__SELECTED PASSAGE__.
.....
SECURITIES AND EXCHANGE COMMISSION

Washington, D.C. 20549

 

FORM 8-K

 

 

CURRENT REPORT

Pursuant to Section 13 OR 15(d)

of The Securities Exchange Act of 1934

Date of Report (Date of earliest event reported): June 15, 2021

 

 

HELIOS TECHNOLOGIES, INC.

(Exact name of registrant as specified in its charter)

 

 

Florida

0-21835

59-2754337

(State or other jurisdiction

of incorporation)

(Commission

File Number)

(IRS Employer

Identification No.)

 

7456 Sixteenth Street East, Sarasota, Florida

 

34243

(Address of principal executive offices)

 

(Zip Code)

Registrant’s telephone number, including area code: (941) 362-1200

 

(Former name or former address, if changed since last report)

 

Check the appropriate box below if the Form 8-K filing is intended to simultaneously satisfy the filing obligation of the registrant under any of the following provisions (see General Instructions A.2. below):

 

Written communications pursuant to Rule 425 under the Securities Act (17 CFR 230.425)

Soliciting material pursuant to Rule 14a-12 under the Exchange Act (17 CFR 240.14a-12)

Pre-commencement communications pursuant to Rule 14d-2(b) under the Exchange Act (17 CFR 240.14d-2(b))

Pre-commencement communications pursuant to Rule 13e-4(c) under the Exchange Act (17 CFR 240.13e-4(c))

 

Securities registered pursuant to Section 12(b) of the Act:

Title of each class

 

Trading

Symbol(s)

 

Name of each exchange on which registered

Common Stock $.001 Par Value

 

HLIO

 

The NASDAQ Global Select Market

 

Indicate by check mark whether the registrant is an emerging growth company as defined in Rule 405 of the Securities Act of 1933 (§230.405 of this chapter) or Rule 12b-2 of the Securities Exchange Act of 1934 (§240.12b-2 of this chapter).

 

Emerging growth company

 

If an emerging growth company, indicate by check mark if the registrant has elected not to use the extended transition period for complying with any new or revised financial accounting standards provided pursuant to Section 13(a) of the Exchange Act.
.....
__Dataset records about object locations__.
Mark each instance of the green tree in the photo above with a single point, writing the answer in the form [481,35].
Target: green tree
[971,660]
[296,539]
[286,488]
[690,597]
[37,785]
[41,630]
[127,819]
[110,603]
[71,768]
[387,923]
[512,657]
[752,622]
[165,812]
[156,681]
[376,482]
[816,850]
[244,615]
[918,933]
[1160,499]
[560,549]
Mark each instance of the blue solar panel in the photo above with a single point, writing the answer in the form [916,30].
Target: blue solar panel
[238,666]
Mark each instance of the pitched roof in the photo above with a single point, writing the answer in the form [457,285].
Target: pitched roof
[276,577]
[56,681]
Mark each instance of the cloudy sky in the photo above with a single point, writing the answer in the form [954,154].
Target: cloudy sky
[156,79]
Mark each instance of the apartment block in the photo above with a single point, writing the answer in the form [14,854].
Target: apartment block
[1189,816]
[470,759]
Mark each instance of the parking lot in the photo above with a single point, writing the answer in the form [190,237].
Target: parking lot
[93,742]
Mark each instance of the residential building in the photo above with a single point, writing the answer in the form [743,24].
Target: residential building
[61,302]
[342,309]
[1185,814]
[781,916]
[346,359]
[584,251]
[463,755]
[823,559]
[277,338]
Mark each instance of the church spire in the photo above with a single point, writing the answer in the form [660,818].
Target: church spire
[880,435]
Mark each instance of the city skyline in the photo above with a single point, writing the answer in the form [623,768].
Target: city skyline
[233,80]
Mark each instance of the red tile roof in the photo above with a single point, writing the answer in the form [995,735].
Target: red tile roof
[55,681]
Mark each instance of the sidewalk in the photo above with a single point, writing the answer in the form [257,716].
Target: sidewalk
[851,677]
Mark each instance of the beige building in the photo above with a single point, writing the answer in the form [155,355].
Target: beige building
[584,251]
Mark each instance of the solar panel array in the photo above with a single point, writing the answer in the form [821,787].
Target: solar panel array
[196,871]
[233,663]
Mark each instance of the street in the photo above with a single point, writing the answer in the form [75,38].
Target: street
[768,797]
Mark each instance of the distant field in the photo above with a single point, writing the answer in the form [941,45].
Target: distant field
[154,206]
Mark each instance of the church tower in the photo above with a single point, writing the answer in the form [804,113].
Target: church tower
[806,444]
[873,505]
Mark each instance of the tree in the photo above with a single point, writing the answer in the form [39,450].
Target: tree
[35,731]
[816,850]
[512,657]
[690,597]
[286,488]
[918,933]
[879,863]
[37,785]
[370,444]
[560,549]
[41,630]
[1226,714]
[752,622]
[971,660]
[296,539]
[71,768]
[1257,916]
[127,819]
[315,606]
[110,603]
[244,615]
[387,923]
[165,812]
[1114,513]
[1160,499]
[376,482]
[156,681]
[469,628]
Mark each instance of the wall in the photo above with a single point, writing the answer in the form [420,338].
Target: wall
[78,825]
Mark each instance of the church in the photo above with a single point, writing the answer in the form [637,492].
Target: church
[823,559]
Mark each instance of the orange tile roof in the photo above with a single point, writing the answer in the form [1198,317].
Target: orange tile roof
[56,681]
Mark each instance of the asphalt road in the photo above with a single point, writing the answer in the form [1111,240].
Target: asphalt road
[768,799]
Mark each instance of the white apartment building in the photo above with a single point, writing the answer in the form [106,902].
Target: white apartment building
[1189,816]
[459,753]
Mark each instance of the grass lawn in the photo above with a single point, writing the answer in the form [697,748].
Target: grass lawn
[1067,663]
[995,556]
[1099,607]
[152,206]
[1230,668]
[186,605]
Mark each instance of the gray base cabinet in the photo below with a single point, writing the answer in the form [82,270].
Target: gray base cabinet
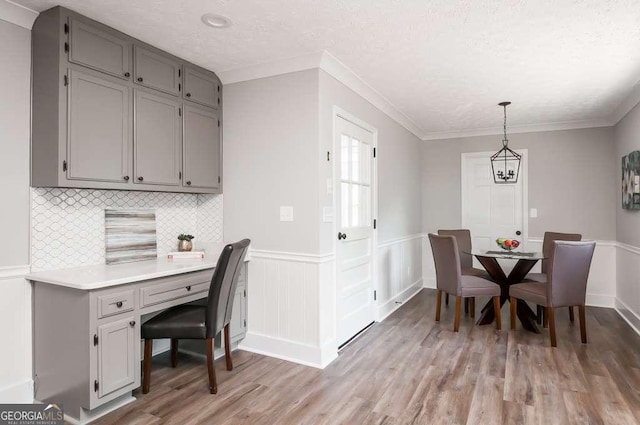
[111,112]
[87,343]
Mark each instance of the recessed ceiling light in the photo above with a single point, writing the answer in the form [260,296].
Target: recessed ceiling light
[216,21]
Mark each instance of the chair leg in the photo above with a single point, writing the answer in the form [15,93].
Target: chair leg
[456,322]
[552,326]
[583,323]
[174,352]
[513,302]
[496,307]
[146,365]
[539,314]
[438,302]
[213,385]
[572,318]
[227,348]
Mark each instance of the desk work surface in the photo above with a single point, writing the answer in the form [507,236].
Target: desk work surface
[104,276]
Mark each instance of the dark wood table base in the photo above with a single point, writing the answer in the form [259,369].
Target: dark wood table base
[525,313]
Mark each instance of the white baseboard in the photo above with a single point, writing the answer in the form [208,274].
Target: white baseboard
[628,315]
[21,392]
[386,309]
[597,300]
[283,349]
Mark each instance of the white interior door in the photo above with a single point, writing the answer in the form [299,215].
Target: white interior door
[489,210]
[354,222]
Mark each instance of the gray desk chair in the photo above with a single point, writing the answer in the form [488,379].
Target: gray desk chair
[566,287]
[463,238]
[199,321]
[449,279]
[547,251]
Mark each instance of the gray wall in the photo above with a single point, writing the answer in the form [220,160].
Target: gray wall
[627,139]
[571,176]
[270,149]
[399,197]
[15,74]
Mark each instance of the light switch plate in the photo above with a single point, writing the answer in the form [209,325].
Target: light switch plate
[286,213]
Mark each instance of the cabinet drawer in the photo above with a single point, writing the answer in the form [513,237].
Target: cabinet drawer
[156,71]
[175,287]
[101,50]
[201,88]
[111,304]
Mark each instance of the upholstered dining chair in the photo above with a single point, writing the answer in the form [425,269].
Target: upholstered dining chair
[199,321]
[449,279]
[547,250]
[463,238]
[566,286]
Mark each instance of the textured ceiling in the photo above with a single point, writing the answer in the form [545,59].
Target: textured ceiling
[445,64]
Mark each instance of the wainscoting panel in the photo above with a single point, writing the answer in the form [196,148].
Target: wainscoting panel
[628,287]
[399,275]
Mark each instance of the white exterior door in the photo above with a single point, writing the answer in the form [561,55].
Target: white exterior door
[354,222]
[489,210]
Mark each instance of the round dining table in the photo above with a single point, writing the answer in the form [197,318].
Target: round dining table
[524,263]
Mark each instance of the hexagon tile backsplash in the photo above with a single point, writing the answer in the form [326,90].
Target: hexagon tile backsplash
[68,224]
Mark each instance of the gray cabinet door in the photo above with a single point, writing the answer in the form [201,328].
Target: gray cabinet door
[117,355]
[201,88]
[98,129]
[157,140]
[156,71]
[99,49]
[201,147]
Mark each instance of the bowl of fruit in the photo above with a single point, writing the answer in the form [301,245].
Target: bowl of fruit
[508,244]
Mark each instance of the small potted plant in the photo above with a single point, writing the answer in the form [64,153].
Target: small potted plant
[185,243]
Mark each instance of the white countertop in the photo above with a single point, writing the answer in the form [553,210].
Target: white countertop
[103,276]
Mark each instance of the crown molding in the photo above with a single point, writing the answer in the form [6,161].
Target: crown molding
[531,128]
[626,105]
[270,69]
[338,70]
[17,14]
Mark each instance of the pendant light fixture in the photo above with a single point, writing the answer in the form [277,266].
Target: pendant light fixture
[505,164]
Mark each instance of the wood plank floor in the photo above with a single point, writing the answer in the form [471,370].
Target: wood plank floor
[410,370]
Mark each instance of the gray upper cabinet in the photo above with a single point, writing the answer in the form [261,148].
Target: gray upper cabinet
[201,148]
[100,50]
[156,71]
[98,129]
[201,88]
[157,140]
[110,112]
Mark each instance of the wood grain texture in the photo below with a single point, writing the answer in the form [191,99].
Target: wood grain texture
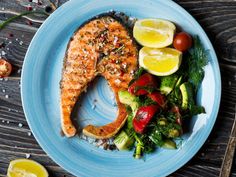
[217,17]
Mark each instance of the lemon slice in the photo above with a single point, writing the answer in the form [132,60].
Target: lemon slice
[26,168]
[155,33]
[160,62]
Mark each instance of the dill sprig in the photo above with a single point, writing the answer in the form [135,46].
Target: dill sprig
[197,60]
[9,20]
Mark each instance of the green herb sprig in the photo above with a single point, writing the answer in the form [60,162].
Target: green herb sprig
[9,20]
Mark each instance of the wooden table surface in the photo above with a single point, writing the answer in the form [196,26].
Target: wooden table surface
[217,17]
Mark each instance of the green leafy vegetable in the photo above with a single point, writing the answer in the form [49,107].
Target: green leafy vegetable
[9,20]
[196,61]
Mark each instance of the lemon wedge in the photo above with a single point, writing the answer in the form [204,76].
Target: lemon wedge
[160,62]
[26,168]
[155,33]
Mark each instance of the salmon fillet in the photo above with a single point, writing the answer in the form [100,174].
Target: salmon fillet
[102,47]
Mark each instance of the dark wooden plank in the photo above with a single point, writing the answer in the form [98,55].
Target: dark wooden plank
[218,19]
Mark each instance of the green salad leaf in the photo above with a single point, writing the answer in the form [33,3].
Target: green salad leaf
[197,59]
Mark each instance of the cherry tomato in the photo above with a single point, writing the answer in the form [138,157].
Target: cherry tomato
[159,98]
[182,41]
[138,87]
[5,68]
[143,117]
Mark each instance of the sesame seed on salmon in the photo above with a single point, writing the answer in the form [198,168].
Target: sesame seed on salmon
[104,47]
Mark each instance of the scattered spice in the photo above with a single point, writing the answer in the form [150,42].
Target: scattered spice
[2,45]
[30,23]
[29,8]
[10,34]
[27,156]
[48,9]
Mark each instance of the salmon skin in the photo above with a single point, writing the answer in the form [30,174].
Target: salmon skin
[104,47]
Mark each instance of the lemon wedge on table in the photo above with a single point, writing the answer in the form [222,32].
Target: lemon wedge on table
[26,168]
[160,62]
[155,33]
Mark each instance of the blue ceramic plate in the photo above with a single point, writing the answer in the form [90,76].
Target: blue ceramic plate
[40,94]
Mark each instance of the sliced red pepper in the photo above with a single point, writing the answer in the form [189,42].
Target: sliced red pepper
[143,117]
[146,80]
[159,98]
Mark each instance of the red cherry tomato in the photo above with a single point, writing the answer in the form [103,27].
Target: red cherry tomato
[182,41]
[143,117]
[5,68]
[146,80]
[159,98]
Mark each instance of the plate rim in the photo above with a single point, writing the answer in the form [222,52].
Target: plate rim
[215,69]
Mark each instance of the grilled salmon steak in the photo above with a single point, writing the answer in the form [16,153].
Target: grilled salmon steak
[102,47]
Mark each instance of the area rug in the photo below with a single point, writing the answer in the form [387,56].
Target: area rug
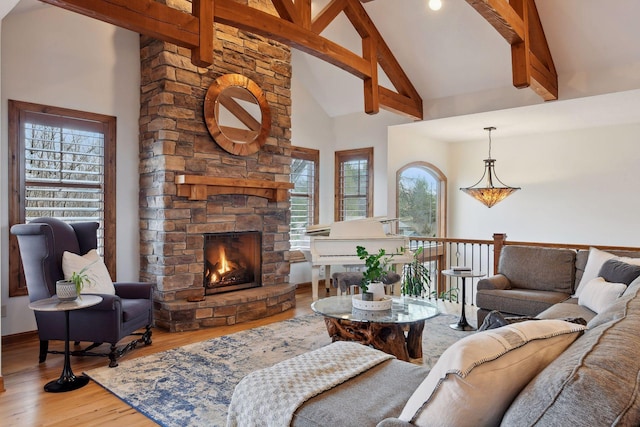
[192,385]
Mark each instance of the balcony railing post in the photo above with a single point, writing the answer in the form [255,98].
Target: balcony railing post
[499,240]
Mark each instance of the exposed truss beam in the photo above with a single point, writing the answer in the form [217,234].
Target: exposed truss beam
[519,23]
[293,27]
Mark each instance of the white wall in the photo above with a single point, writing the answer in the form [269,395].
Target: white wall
[55,57]
[360,131]
[5,7]
[311,127]
[578,186]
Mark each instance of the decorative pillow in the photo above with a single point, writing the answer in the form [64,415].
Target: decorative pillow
[629,260]
[475,380]
[619,272]
[599,294]
[100,280]
[594,263]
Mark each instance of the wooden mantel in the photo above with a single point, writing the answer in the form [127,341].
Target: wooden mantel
[198,187]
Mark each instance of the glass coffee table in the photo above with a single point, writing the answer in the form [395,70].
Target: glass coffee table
[397,331]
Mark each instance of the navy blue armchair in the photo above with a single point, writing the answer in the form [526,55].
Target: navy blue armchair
[42,243]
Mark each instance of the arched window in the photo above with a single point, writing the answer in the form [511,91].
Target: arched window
[421,200]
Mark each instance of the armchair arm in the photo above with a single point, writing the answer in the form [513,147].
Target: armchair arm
[499,281]
[108,303]
[134,290]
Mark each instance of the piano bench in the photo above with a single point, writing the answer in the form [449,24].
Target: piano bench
[349,282]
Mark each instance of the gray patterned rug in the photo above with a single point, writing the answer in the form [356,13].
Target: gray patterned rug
[192,385]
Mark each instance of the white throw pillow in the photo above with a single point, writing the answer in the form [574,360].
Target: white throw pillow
[476,379]
[100,280]
[594,263]
[598,294]
[629,260]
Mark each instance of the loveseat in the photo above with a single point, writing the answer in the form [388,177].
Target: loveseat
[531,279]
[546,372]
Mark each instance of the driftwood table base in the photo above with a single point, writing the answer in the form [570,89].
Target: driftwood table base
[387,337]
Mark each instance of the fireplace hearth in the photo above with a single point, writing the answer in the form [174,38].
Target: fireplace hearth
[232,261]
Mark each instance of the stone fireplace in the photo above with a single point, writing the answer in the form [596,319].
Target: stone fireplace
[176,147]
[232,261]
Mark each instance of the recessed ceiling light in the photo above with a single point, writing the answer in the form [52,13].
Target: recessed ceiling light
[435,4]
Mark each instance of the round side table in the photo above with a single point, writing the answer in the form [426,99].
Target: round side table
[67,381]
[462,324]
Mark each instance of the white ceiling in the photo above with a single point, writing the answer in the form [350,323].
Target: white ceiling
[461,66]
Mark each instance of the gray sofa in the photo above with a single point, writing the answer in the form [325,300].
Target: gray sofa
[592,381]
[530,280]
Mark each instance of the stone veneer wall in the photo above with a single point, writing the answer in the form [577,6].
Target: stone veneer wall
[174,140]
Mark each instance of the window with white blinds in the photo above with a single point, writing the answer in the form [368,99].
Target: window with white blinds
[304,195]
[64,170]
[62,166]
[354,184]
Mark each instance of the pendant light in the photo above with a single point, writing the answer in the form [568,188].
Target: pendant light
[489,194]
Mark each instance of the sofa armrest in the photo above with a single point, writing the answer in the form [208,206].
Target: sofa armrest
[499,281]
[394,422]
[134,290]
[108,303]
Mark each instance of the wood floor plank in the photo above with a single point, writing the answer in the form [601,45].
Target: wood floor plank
[25,403]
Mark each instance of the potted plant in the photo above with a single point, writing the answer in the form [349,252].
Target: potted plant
[376,270]
[416,278]
[69,289]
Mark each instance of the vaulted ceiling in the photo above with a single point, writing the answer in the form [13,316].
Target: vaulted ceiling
[459,64]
.....
__SHORT PROBLEM 1__. Copy out the Helios Technologies filing from "Soliciting material pursuant" down to "(17 CFR 240.14d-2(b))".
__SHORT PROBLEM 2__.
Answer these from the Helios Technologies filing:
(a) What date of report does the filing give?
(b) In which state is the registrant incorporated?
(c) What is the trading symbol of its common stock?

__EXPECTED ANSWER 1__.
Soliciting material pursuant to Rule 14a-12 under the Exchange Act (17 CFR 240.14a-12)

Pre-commencement communications pursuant to Rule 14d-2(b) under the Exchange Act (17 CFR 240.14d-2(b))

__EXPECTED ANSWER 2__.
(a) June 15, 2021
(b) Florida
(c) HLIO